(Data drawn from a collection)
## Begin

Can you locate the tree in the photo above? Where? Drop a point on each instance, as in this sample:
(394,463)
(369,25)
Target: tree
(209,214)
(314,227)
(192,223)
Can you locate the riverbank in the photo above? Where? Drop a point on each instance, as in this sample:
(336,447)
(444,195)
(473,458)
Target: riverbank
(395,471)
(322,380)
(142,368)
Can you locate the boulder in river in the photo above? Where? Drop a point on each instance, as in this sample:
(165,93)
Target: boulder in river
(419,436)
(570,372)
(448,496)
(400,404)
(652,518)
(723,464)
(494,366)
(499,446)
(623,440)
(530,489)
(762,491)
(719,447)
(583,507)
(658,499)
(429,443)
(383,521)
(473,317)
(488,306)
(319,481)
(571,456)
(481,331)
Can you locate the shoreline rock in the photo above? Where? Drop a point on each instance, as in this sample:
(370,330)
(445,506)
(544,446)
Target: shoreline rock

## End

TO DO:
Reproduce every line of the data above without any change.

SOLUTION TO THIS EXERCISE:
Can you locate the tree in the photo above? Where? Drop a point on each instance, as in this sample:
(394,463)
(369,25)
Target: tree
(209,214)
(314,227)
(192,223)
Can you locate the riverbank in the photo above? Where? Drop a point on each instance, as in this sample:
(336,447)
(444,195)
(473,458)
Target: riverbank
(395,471)
(322,380)
(142,368)
Can you locate the boulder in river in the photo above? Where? Drop a point on each instance, as in this sample:
(165,93)
Target: boulder in river
(419,436)
(570,372)
(448,496)
(400,404)
(652,518)
(723,464)
(494,366)
(499,446)
(623,440)
(530,489)
(762,491)
(719,447)
(583,507)
(658,499)
(429,443)
(383,521)
(473,317)
(488,306)
(319,481)
(571,456)
(481,331)
Can you locate the shoreline rock in the photo above? Where? Drop a point on each instance, as in this sample:
(370,330)
(445,506)
(544,446)
Target: shoreline rock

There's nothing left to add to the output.